Spurrier was born in London and from the age of seventeen served an apprenticeship to his silversmith father. Spurrier also studied art at evening classes at Heatherley's School of Art and then at the Gilbert Garrett School. In 1900, Spurrier gave up silverwork and became a freelance magazine illustrator. His work appeared in magazines such as Madame, Black and White, The Graphic, The Illustrated London News, The Windsor Magazine and the Radio Times.

During the First World War, he worked with the Admiralty developing dazzle camouflage for ships. During World War Two, in March 1944, the War Artists' Advisory Committee offered Spurrier a commission of 50 guineas to paint a picture of an Army discussion group. Spurrier exhibited at the Royal Academy from 1913, was made an associate member in 1945 and became a full member of the Academy in 1952.

His work was part of the painting event in the art competition at the 1928 Summer Olympics.

Spurrier also produced posters for theatrical productions and illustrated books. His illustrations for Swallows and Amazons, the first book in the children's series by Arthur Ransome, were disliked by Ransome and were not used except for the dust jacket and map. Later editions had illustrations by Clifford Webb and then by Ransome himself.

Spurrier died in London in 1961. He had married Gertrude Stocks in 1904; their elder son, Christopher F. Spurrier (b. 1911) was an airline executive, including as manager of British West Indian Airways at Barbados; their younger son, John Benison Spurrier (born 1914; known as "John Benison") was a designer and artist.

SOURCE INFORMATION
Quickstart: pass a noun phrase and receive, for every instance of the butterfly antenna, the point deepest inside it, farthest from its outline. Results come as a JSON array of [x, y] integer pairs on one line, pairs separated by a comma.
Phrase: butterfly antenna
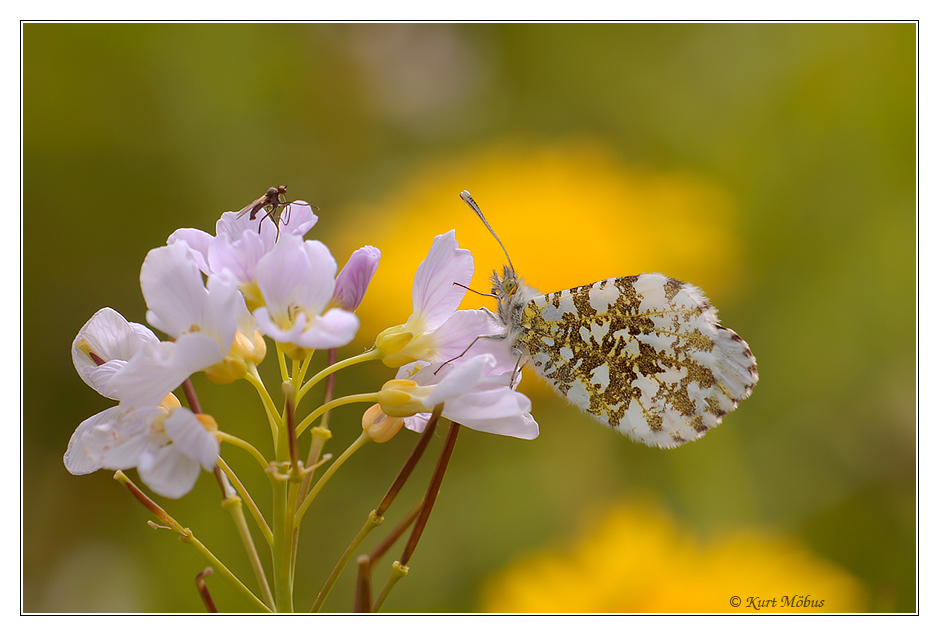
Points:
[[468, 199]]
--
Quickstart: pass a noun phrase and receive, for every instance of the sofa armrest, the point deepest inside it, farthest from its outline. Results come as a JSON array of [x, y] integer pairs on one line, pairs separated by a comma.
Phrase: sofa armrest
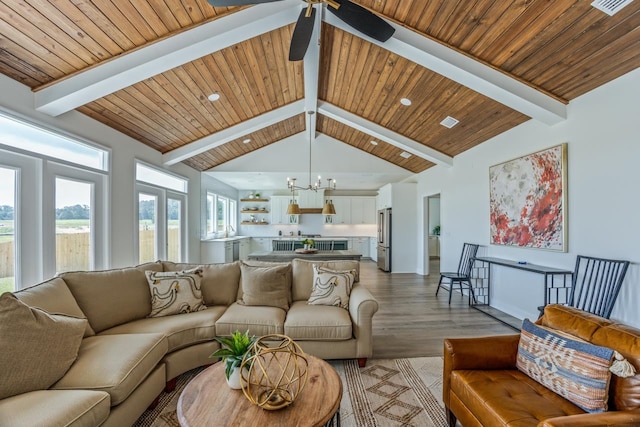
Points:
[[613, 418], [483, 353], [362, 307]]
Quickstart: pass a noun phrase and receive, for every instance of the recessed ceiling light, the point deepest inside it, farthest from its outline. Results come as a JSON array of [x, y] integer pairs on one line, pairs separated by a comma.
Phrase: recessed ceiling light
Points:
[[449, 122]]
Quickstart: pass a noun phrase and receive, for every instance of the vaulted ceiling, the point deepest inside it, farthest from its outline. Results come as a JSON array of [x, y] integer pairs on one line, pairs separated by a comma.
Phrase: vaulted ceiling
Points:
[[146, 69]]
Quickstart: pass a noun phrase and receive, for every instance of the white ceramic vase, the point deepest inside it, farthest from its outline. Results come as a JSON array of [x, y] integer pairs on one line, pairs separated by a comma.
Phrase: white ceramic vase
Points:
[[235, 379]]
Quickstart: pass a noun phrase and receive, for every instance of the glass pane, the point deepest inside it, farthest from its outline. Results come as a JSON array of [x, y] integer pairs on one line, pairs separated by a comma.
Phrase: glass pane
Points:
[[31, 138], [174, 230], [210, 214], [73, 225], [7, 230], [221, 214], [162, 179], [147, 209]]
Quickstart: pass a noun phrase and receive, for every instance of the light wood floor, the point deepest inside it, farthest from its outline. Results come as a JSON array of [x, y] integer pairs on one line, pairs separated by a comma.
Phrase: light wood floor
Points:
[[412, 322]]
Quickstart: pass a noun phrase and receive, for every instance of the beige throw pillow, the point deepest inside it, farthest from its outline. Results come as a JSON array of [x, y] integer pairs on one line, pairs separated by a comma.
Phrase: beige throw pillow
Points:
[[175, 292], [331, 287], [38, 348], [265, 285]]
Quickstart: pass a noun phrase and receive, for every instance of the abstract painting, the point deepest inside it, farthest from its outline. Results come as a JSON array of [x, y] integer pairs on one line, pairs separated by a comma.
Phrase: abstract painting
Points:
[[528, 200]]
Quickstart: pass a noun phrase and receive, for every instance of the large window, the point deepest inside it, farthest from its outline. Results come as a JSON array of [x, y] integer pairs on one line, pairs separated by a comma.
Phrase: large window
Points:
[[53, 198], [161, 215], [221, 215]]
* * *
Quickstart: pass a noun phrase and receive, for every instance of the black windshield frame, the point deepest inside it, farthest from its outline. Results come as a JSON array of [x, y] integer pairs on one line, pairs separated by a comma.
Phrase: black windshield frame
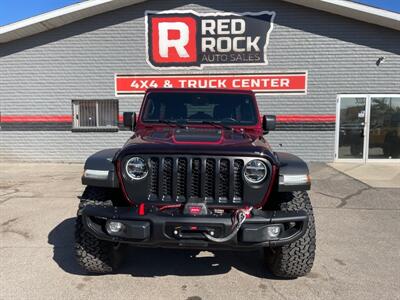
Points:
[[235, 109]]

LIST OF TASKS
(A) According to the Spurrier passage, in what year did Spurrier become a full member of the Royal Academy?
(B) List every magazine that the Spurrier passage names as carrying his work.
(C) Write out the part of the Spurrier passage starting at "Spurrier was born" and ending at "the Radio Times.".
You can ignore the records.

RESPONSES TO THE TASKS
(A) 1952

(B) Madame, Black and White, The Graphic, The Illustrated London News, The Windsor Magazine, the Radio Times

(C)
Spurrier was born in London and from the age of seventeen served an apprenticeship to his silversmith father. Spurrier also studied art at evening classes at Heatherley's School of Art and then at the Gilbert Garrett School. In 1900, Spurrier gave up silverwork and became a freelance magazine illustrator. His work appeared in magazines such as Madame, Black and White, The Graphic, The Illustrated London News, The Windsor Magazine and the Radio Times.